> **AIM OF THE TASK**: Produce an exact copy of all the records.

---

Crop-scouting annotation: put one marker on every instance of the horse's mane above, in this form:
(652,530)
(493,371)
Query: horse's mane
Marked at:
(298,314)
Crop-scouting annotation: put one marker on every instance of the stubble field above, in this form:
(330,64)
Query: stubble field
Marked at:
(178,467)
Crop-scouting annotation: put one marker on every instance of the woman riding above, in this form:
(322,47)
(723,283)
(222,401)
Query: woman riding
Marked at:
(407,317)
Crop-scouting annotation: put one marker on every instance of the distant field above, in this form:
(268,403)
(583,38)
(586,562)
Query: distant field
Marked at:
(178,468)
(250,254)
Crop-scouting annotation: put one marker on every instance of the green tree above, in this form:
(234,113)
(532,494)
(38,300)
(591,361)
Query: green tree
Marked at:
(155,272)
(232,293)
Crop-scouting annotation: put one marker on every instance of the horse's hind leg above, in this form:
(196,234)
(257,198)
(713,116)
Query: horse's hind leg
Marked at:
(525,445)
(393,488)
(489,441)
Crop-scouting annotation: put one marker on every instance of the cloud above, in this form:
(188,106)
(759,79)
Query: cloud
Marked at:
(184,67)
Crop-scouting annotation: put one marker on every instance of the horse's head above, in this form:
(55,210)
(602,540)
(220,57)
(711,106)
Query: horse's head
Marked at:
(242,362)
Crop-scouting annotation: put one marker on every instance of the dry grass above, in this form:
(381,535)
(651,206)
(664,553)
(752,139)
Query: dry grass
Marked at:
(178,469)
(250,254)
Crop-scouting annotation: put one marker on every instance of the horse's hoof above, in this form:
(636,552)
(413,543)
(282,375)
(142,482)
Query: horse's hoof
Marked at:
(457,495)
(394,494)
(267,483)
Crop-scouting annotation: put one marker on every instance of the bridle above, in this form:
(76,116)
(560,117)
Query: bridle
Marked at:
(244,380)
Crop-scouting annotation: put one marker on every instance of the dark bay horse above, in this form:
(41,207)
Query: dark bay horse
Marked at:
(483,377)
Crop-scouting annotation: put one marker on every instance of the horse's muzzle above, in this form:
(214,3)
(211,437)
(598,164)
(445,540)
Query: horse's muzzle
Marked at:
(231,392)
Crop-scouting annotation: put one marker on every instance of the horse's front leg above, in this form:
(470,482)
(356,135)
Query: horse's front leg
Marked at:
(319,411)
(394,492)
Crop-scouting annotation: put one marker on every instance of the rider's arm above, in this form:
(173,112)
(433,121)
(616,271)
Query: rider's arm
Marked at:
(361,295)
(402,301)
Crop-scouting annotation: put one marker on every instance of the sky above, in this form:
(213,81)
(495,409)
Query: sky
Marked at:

---

> **COMPLETE RESPONSE**:
Crop-scouting annotation: put one marker on every instance of the horse's mane above, in this form:
(652,530)
(493,371)
Query: horse's mane
Marked at:
(298,314)
Crop-scouting annotation: put one marker on every instance of the stubble field above, in this form:
(330,64)
Query: stubble field
Marked at:
(178,467)
Crop-scouting annotation: put one marker on every instance of the woman riding above, in this form:
(322,47)
(723,283)
(222,401)
Query: woman riding
Marked at:
(407,317)
Crop-scouting annotation: put one marker on every instance of the distant field above, in this form:
(268,403)
(583,38)
(586,562)
Query: distant field
Marked at:
(178,468)
(250,254)
Crop-scouting annotation: put one marker on every instance of the green tree above, in this form:
(234,113)
(532,494)
(38,300)
(591,361)
Query: green tree
Marked at:
(155,272)
(232,293)
Crop-scouting annotation: put one marker on every instance of the horse's hind leg above, in this form:
(196,234)
(257,198)
(713,116)
Query: horse's hind leg
Marked at:
(525,445)
(393,488)
(489,441)
Crop-scouting annotation: put one marker on every instance of the cloud above, in this form:
(188,106)
(759,79)
Query: cloud
Marked at:
(184,67)
Crop-scouting annotation: put one marker on every instance of the horse's head above, in this form:
(55,210)
(602,540)
(220,57)
(711,106)
Query: horse's head
Marked at:
(242,362)
Crop-scouting annotation: put one marker on every instance of the dry grass above, in this form:
(381,535)
(651,206)
(664,553)
(752,139)
Query: dry grass
Marked at:
(178,469)
(250,254)
Crop-scouting annotation: put one marker on every instance of the horse's hoof above, in this form:
(636,552)
(413,543)
(282,375)
(142,482)
Query: horse's hoof
Marked at:
(457,495)
(394,494)
(267,483)
Crop-scouting annotation: put one marker on every instance of the bridle above, in this form:
(76,116)
(560,117)
Query: bridle
Marked at:
(244,380)
Crop-scouting annotation: put one marker on every instance of the dark bay horse above, in this form:
(41,207)
Query: dark bay horse
Marked at:
(483,377)
Crop-scouting annotation: put one marker on every instance of the horse's muzzle above, in this form:
(214,3)
(211,437)
(598,164)
(445,540)
Query: horse's muzzle
Marked at:
(231,392)
Crop-scouting annotation: put one marker on every instance of the horse's front leg above, in this form:
(470,482)
(356,135)
Query: horse's front leg
Marked at:
(319,411)
(394,492)
Crop-scouting annotation: put one marker on every instance of the rider's arm above, in this form:
(173,112)
(433,121)
(616,271)
Query: rider's arm
Marked at:
(361,295)
(402,301)
Crop-scouting annotation: put one marker on every instance of the sky above, in this form:
(213,81)
(495,409)
Query: sky
Marked at:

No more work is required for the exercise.